WHAT TO WORK ON
What is needed here is an exact reprint of every record below.

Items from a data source
____________________

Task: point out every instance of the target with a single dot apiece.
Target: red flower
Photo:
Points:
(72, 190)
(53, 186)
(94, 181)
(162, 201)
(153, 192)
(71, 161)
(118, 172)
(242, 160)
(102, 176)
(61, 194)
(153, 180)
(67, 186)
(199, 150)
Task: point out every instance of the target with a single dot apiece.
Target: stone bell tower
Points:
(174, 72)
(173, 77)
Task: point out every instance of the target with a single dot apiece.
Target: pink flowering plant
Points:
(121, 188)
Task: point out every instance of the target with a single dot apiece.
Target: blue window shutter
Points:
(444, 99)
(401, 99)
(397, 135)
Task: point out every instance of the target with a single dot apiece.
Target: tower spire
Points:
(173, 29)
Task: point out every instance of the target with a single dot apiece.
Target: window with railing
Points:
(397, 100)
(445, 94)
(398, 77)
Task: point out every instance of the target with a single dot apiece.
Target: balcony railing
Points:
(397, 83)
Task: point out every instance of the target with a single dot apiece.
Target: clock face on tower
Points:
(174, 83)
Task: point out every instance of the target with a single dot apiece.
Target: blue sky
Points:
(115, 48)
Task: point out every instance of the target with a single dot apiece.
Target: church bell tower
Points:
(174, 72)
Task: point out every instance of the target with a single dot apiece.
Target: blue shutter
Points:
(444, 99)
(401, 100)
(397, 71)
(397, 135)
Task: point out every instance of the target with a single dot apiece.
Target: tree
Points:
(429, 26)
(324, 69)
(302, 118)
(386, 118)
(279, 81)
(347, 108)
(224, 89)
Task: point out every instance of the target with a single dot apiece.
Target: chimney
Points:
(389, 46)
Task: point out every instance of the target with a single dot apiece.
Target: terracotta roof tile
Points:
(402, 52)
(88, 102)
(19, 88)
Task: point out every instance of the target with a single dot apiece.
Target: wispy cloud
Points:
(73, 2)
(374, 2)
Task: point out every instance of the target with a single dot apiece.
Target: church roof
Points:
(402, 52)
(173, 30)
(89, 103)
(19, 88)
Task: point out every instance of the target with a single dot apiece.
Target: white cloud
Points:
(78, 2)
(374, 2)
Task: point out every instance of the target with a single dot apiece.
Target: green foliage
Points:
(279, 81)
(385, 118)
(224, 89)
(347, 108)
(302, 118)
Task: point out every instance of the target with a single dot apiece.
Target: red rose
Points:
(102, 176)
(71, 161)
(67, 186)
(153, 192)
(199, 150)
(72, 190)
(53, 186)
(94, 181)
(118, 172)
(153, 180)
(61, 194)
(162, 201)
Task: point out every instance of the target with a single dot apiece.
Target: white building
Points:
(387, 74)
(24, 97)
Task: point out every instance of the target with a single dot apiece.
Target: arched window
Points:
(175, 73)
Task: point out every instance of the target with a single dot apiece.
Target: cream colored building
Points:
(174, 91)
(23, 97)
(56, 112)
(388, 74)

____________________

ANSWER SECTION
Task: point out every instance of the target with a single dot apiece.
Target: red flower
Photo:
Points:
(72, 190)
(53, 186)
(94, 181)
(162, 201)
(153, 192)
(71, 161)
(118, 172)
(242, 160)
(102, 176)
(61, 194)
(153, 180)
(67, 186)
(199, 150)
Task: point out every instance of the target with a single dot apiece.
Target: stone bell tower
Points:
(174, 72)
(173, 77)
Task: point out every instance of the target with a single dot apiece.
Target: pink flowering plant
Points:
(121, 188)
Task: point out every instance of the target with a single dot apiece.
Target: blue window shutter
Points:
(444, 99)
(401, 99)
(397, 135)
Task: point out every instance of the target with a single dot apiece.
Target: tower spire
Points:
(173, 29)
Task: point out every instance of the target with a single dot apiece.
Target: window with railing
Points:
(397, 100)
(445, 94)
(398, 77)
Task: point out every instance of the target with a single dot apiece.
Target: balcony railing
Points:
(397, 83)
Task: point out every instance of the target with a single dot apiece.
Target: clock face on tower
Points:
(174, 83)
Task: point out every instance of the target with a single dot apiece.
Target: blue sky
Points:
(115, 48)
Task: point out every instance of the target with a single dot apiece.
Target: church bell tower
Points:
(174, 72)
Task: point out every instance of the target with a single dot apiece.
Target: blue shutter
Points:
(444, 99)
(401, 100)
(397, 71)
(397, 135)
Task: point out every instance of the target with a single dot apiece.
Target: tree
Points:
(429, 26)
(324, 69)
(302, 118)
(386, 118)
(279, 81)
(347, 108)
(224, 89)
Task: point out every instance of the target with a single dot apiece.
Target: chimney
Points:
(389, 46)
Task: point out every instance of the target with a single dot apiece.
Target: terracotta roof tile
Points:
(402, 52)
(88, 102)
(19, 88)
Task: point out every instance of the target with a single dot apiece.
Target: wispy cloud
Points:
(73, 2)
(374, 2)
Task: point out every instance of the target with a single dot apiece.
Target: church roof
Points:
(402, 52)
(173, 30)
(89, 103)
(19, 88)
Task: point out every instance of the target with a single dot apiece.
Target: white cloud
Points:
(78, 2)
(374, 2)
Task: point out every instance of the target with a single dot apiece.
Target: green foliage
Points:
(279, 81)
(385, 118)
(224, 89)
(347, 108)
(302, 118)
Task: point out every instance of the target with a single dot apiece.
Target: red rose
Points:
(102, 176)
(71, 161)
(67, 186)
(153, 192)
(199, 150)
(72, 190)
(53, 186)
(94, 181)
(118, 172)
(153, 180)
(61, 194)
(162, 201)
Task: point out every instance of the target with a single dot apiece.
Target: white building
Points:
(387, 74)
(24, 97)
Task: point out every instance of the target with a single dot apiece.
Target: arched window
Points:
(175, 73)
Task: point out every instance of the target with a single dot apiece.
Target: cream colored building
Points:
(174, 91)
(23, 97)
(56, 112)
(388, 74)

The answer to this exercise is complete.